WHAT IS ASKED
Each entry that follows must be output without any deviation.

## begin

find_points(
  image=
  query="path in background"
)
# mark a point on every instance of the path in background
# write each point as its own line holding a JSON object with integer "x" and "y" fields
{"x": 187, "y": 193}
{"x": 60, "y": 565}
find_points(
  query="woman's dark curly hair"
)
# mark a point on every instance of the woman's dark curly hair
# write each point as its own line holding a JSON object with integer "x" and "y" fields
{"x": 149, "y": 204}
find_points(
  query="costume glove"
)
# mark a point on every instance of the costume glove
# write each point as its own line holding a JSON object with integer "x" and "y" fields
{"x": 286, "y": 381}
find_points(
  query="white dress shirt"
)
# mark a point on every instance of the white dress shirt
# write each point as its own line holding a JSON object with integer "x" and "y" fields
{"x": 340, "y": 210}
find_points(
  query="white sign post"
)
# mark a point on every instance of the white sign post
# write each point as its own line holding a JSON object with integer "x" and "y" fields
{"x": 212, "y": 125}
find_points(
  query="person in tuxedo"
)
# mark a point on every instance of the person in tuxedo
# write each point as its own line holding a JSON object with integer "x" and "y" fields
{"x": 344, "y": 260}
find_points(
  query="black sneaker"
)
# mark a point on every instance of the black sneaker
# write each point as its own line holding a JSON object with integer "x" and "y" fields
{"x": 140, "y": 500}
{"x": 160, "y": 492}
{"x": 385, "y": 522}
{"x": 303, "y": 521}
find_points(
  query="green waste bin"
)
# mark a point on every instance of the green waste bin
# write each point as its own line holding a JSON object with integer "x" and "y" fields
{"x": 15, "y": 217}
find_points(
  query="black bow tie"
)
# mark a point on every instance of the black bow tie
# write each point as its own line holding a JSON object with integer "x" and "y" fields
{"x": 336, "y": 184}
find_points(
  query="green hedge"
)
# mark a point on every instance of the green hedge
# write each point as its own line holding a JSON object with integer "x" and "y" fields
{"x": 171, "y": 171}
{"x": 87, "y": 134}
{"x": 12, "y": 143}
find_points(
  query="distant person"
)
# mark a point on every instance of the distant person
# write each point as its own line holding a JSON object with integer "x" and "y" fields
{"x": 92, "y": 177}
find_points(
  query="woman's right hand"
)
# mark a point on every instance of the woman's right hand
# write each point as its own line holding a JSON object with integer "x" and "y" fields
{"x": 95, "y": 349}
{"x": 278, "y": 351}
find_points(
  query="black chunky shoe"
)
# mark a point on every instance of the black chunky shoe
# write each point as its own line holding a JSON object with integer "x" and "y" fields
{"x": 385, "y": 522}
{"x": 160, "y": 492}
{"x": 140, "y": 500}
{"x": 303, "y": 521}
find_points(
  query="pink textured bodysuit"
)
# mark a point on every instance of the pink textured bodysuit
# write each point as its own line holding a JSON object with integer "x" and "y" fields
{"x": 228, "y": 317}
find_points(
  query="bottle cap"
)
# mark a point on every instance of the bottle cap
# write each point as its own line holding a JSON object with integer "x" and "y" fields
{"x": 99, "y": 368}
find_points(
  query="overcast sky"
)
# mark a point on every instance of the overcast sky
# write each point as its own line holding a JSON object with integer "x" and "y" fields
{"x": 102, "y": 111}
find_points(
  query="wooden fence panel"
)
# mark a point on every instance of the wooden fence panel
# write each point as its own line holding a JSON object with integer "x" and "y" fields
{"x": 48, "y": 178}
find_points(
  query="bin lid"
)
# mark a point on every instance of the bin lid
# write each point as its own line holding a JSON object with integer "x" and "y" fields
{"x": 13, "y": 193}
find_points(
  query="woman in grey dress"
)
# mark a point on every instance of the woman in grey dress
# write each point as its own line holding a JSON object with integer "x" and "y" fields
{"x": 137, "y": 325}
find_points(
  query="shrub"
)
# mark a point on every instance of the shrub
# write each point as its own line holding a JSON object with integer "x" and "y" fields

## end

EXERCISE RESPONSE
find_points(
  image=
  query="path in background"
)
# mark a point on every instance of the path in background
# write each point as its own line holding a JSON object with integer "x" and "y" fields
{"x": 187, "y": 193}
{"x": 60, "y": 565}
find_points(
  query="woman's dark curly hair"
)
# mark a point on every instance of the woman's dark curly hair
# write each point as its own line holding a JSON object with integer "x" and "y" fields
{"x": 149, "y": 204}
find_points(
  query="costume glove"
)
# mark a point on every instance of the costume glove
# write each point as its own line holding a JSON object with integer "x" and "y" fields
{"x": 286, "y": 381}
find_points(
  query="white dress shirt"
)
# mark a point on every instance of the white dress shirt
# write each point as its own line holding a JSON object with integer "x" and "y" fields
{"x": 340, "y": 210}
find_points(
  query="white sign post"
)
# mark a point on every instance of the white sign post
# write each point as its own line holding a JSON object with integer "x" and "y" fields
{"x": 212, "y": 125}
find_points(
  query="person in tuxedo"
)
# mark a point on every instance of the person in tuxedo
# write each point as its own line holding a JSON object with integer "x" and "y" fields
{"x": 344, "y": 260}
find_points(
  query="black sneaker"
)
# mark a point on every instance of the black sneaker
# write each point as its own line holding a JSON object with integer "x" and "y" fields
{"x": 140, "y": 500}
{"x": 160, "y": 492}
{"x": 385, "y": 522}
{"x": 303, "y": 521}
find_points(
  query="green waste bin"
)
# mark a point on every instance of the green waste bin
# write each point as its own line holding a JSON object with integer "x" and "y" fields
{"x": 15, "y": 217}
find_points(
  query="black bow tie"
)
# mark a point on every instance of the black bow tie
# write each point as its own line holding a JSON object with integer "x" and "y" fields
{"x": 336, "y": 184}
find_points(
  query="green hedge"
)
# mark a point on every instance of the green hedge
# write each point as its own line holding a JSON object with integer "x" and "y" fields
{"x": 171, "y": 171}
{"x": 87, "y": 134}
{"x": 12, "y": 143}
find_points(
  query="distant person"
)
# mark a point on every instance of the distant person
# write each point as its own line holding a JSON object with integer "x" and "y" fields
{"x": 92, "y": 177}
find_points(
  query="woman's right hand"
)
# mark a point on every instance of the woman's right hand
# write each point as its own line holding a JSON object with integer "x" and "y" fields
{"x": 95, "y": 349}
{"x": 278, "y": 351}
find_points(
  query="black chunky shoe"
)
# mark a point on every instance of the black chunky shoe
# write each point as its own line holding a JSON object with integer "x" and "y" fields
{"x": 385, "y": 522}
{"x": 160, "y": 492}
{"x": 140, "y": 500}
{"x": 303, "y": 521}
find_points(
  query="pink textured bodysuit"
)
# mark a point on every instance of the pink textured bodysuit
# write each point as its own line holding a JSON object with integer "x" and "y" fields
{"x": 228, "y": 317}
find_points(
  query="bottle cap"
)
# mark a point on every instance of the bottle cap
# write each point as its own line holding a JSON object with integer "x" and "y" fields
{"x": 99, "y": 368}
find_points(
  query="overcast sky"
)
# mark a point on every instance of the overcast sky
# write each point as its own line holding a JSON object with integer "x" and "y" fields
{"x": 102, "y": 111}
find_points(
  query="wooden fence panel"
)
# mark a point on every instance of the wooden fence panel
# write each point as its own line holding a JSON object with integer "x" and "y" fields
{"x": 48, "y": 178}
find_points(
  query="bin lid"
)
# mark a point on every instance of the bin lid
# write each point as its own line holding a JSON object with integer "x" and "y" fields
{"x": 13, "y": 193}
find_points(
  query="woman in grey dress"
)
# mark a point on every instance of the woman in grey dress
# write each point as its own line holding a JSON object with integer "x" and "y" fields
{"x": 137, "y": 325}
find_points(
  query="shrub"
)
# mark a point on every instance of the shrub
# write each point as its own line holding a JSON object with integer "x" and "y" fields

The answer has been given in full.